start INPUT MATERIAL

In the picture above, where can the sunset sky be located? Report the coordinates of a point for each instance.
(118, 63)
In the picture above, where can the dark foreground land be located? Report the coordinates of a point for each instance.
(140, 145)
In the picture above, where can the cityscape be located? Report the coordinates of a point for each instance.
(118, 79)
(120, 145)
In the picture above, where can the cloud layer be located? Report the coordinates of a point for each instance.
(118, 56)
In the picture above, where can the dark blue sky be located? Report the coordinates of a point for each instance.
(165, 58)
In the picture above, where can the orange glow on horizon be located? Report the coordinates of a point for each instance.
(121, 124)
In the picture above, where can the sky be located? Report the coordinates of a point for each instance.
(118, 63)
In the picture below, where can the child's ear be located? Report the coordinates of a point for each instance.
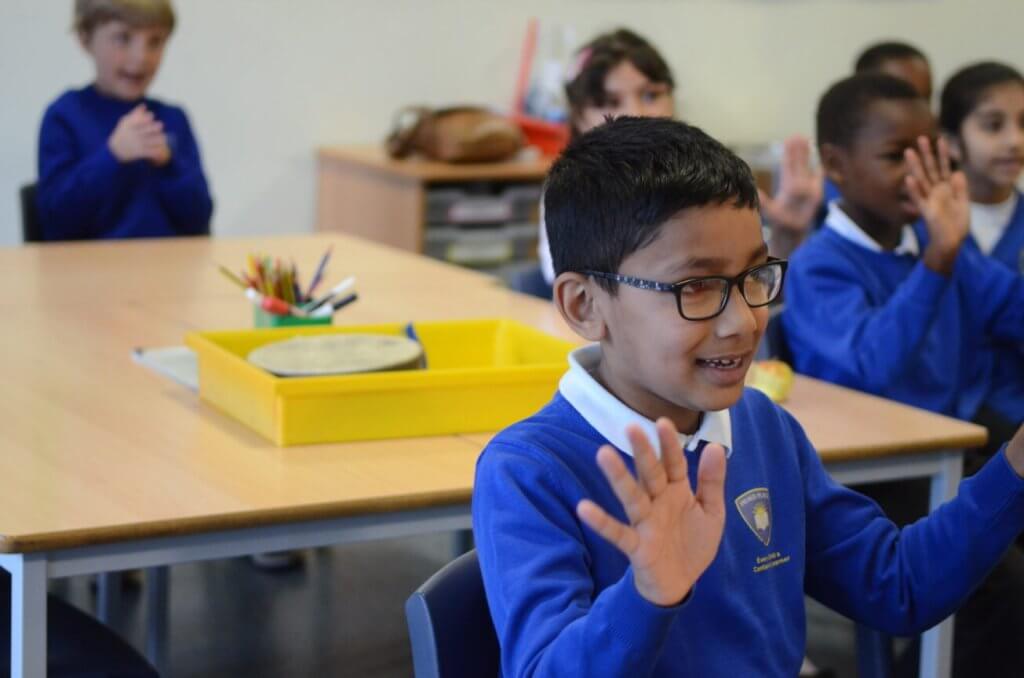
(833, 162)
(574, 298)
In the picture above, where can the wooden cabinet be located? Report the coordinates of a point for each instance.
(364, 193)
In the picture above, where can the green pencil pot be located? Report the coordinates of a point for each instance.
(261, 319)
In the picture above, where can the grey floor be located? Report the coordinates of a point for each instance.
(340, 615)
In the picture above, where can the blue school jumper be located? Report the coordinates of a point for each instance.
(885, 324)
(1010, 248)
(564, 603)
(85, 193)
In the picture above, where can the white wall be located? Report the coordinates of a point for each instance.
(266, 81)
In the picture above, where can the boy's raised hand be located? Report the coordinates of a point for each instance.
(673, 534)
(800, 188)
(138, 135)
(941, 197)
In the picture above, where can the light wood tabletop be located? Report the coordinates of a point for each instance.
(97, 450)
(526, 168)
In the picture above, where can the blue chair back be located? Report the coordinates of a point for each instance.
(32, 230)
(450, 624)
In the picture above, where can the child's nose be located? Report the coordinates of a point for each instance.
(737, 318)
(632, 107)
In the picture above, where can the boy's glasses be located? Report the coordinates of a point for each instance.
(706, 297)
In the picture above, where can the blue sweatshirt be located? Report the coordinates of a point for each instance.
(564, 603)
(85, 193)
(886, 324)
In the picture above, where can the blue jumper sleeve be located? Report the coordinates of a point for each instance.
(870, 344)
(182, 188)
(904, 582)
(536, 573)
(996, 295)
(73, 189)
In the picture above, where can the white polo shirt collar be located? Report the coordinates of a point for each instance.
(609, 416)
(841, 222)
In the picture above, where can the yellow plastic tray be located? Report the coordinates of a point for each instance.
(481, 376)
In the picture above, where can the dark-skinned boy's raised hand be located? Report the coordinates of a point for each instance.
(674, 534)
(941, 196)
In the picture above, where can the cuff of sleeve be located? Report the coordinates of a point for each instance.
(639, 623)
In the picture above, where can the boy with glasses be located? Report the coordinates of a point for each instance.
(652, 560)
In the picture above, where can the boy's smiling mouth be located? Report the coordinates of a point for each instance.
(725, 370)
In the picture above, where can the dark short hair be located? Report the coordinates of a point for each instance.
(843, 109)
(610, 191)
(602, 54)
(875, 55)
(967, 87)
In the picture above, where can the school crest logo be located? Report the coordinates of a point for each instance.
(755, 507)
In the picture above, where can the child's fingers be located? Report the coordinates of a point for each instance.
(649, 470)
(945, 166)
(928, 158)
(595, 517)
(913, 187)
(674, 459)
(957, 181)
(711, 479)
(634, 500)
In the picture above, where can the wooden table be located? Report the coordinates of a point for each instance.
(108, 466)
(363, 192)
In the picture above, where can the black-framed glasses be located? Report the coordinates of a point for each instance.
(705, 297)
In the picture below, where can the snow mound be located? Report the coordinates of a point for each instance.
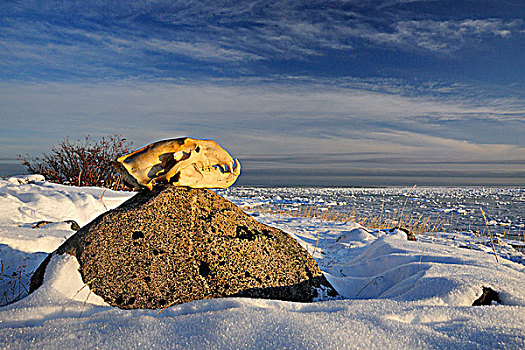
(398, 294)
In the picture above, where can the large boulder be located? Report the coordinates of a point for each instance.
(176, 244)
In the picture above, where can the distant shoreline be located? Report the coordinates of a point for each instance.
(251, 179)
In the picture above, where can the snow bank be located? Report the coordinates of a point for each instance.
(398, 294)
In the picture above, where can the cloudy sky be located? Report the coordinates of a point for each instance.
(302, 92)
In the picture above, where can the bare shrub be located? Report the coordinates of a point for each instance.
(81, 162)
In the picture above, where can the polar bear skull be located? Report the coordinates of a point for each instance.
(182, 162)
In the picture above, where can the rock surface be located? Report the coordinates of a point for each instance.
(177, 244)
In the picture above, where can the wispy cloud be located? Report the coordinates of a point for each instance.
(155, 37)
(265, 117)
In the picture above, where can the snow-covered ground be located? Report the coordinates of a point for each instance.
(397, 294)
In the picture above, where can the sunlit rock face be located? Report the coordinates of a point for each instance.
(176, 244)
(181, 162)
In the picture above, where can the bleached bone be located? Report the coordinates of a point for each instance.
(182, 162)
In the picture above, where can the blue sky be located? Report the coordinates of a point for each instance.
(302, 92)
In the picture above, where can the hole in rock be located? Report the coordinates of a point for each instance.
(137, 235)
(488, 297)
(204, 269)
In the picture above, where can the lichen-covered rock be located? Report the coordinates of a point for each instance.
(177, 244)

end INPUT MATERIAL

Working from the lines above, reproduce the material exactly and exclude its pictures.

=== TASK ANSWER ===
In the picture above, where can the sunset sky be located? Report the coordinates of a point for each instance.
(118, 63)
In the picture above, where can the dark foreground land be located? Report the coordinates of a point for each instance.
(140, 145)
In the picture above, where can the cityscape be located? Report the coordinates of a point for each instance.
(118, 79)
(120, 145)
In the picture above, where can the cloud layer be located? Report the coordinates of a point for each instance.
(118, 56)
In the picture above, where can the dark blue sky be located? Report the coordinates of a point for each instance.
(165, 58)
In the picture above, where can the orange glow on horizon be located? Report the coordinates of a point for each instance.
(121, 124)
In the picture above, where can the sky be located? Report the coordinates of a point for each instance.
(118, 63)
In the picture below, where can the child's ear be located? Report the coordinates of a point for each instance.
(833, 162)
(574, 298)
In the picture above, where can the wooden cabinet be located? Report the coordinates of a point for each instance.
(364, 193)
In the picture above, where can the green pencil pot be located? Report the coordinates of a point for each instance.
(261, 319)
In the picture above, where can the grey floor be located? Report the coordinates of a point for each instance.
(340, 615)
In the picture above, where can the blue school jumper be located? Report the coordinates of a point for each instance.
(885, 324)
(1010, 248)
(564, 603)
(85, 193)
In the picture above, where can the white wall be located? Report the coordinates of a point for each instance.
(266, 81)
In the picture above, where can the boy's raised hand be located? Report the coordinates of a point for each instance.
(673, 534)
(800, 188)
(138, 135)
(941, 197)
In the picture above, where can the light wood tabletop be located? Report the coordinates of a point for each instance.
(97, 450)
(526, 168)
In the picture above, where can the blue chair back be located? Report the coordinates of a point for each instance.
(32, 230)
(450, 624)
In the picture above, where can the child's nose be located? Report the coordinates of a point for each instance.
(737, 318)
(632, 107)
In the picture above, where can the boy's glasses be located? Report the coordinates of a point for each instance.
(706, 297)
In the picture above, where can the blue sweatshirt be located? Report the coordinates of a point for each instance.
(564, 603)
(85, 193)
(886, 324)
In the picture above, where can the blue jumper sleeve be located? Report the coordinates of a point for each instance.
(870, 344)
(182, 188)
(904, 582)
(536, 573)
(996, 295)
(73, 189)
In the picture above, where can the white polo shirt collar be located? Report the coordinates of a point for each instance.
(609, 416)
(841, 222)
In the picture above, where can the yellow plastic tray be located? Report the coordinates of a point for each instance.
(481, 376)
In the picture above, where can the dark-skinned boy's raised hand be located? Report the coordinates of a point for each instance.
(674, 534)
(941, 196)
In the picture above, where can the cuff of sleeve be located? Report the coordinates of a point for each instance.
(639, 623)
In the picture above, where can the boy with glasses be located? Report the coordinates of a point for each instance.
(652, 560)
In the picture above, where can the boy's smiling mouth be located? Report the coordinates of a point for each instance.
(725, 370)
In the picture above, where can the dark short hair be located? Report the coordinates of a point for each instance.
(843, 109)
(610, 191)
(602, 54)
(875, 55)
(967, 87)
In the picture above, where can the school crest logo be located? Report the coordinates of a point for each instance.
(755, 507)
In the picture above, where can the child's fingers be located? Report the coordinates of a point for each instance.
(649, 470)
(945, 166)
(928, 158)
(595, 517)
(913, 187)
(674, 459)
(957, 181)
(711, 479)
(634, 500)
In the picture above, where can the wooden table be located? Report the coordinates of a point for each instance.
(108, 466)
(363, 192)
In the picture above, where can the black-framed glasses be located? Report the coordinates of a point for each instance.
(705, 297)
In the picture below, where can the snow mound be located? Report the coordinates of a point for each instance.
(398, 294)
In the picture above, where can the large boulder be located? Report the coordinates of a point for each instance.
(176, 244)
In the picture above, where can the distant shoreline be located? Report the coordinates of a point for each instance.
(251, 179)
In the picture above, where can the snow bank be located? Report the coordinates of a point for each instance.
(398, 294)
In the picture above, where can the cloudy sky be located? Report the coordinates of a point for each instance.
(302, 92)
In the picture above, where can the bare shrub be located? Report the coordinates of a point for each instance.
(81, 162)
In the picture above, where can the polar bear skull be located? Report the coordinates of a point for each instance.
(182, 162)
In the picture above, where can the rock surface be located? Report the coordinates of a point for each instance.
(177, 244)
In the picture above, where can the wispy cloud be located? Report the coordinates of a point for each instance.
(155, 37)
(265, 117)
In the picture above, where can the snow-covered ground be located? Report the coordinates of a point for each instance.
(397, 294)
In the picture above, where can the sunlit rock face be located? Report the coordinates of a point for each instance.
(176, 244)
(181, 162)
In the picture above, where can the bleached bone be located? Report the coordinates of a point for each instance.
(182, 162)
In the picture above, where can the blue sky be located? Report the coordinates of a point for each instance.
(302, 92)
In the picture above, where can the hole in rock be located? Report the coordinates of a point for each instance.
(137, 235)
(488, 297)
(204, 269)
In the picture above, where can the lichen-covered rock be located? Report the coordinates of a point for each instance.
(177, 244)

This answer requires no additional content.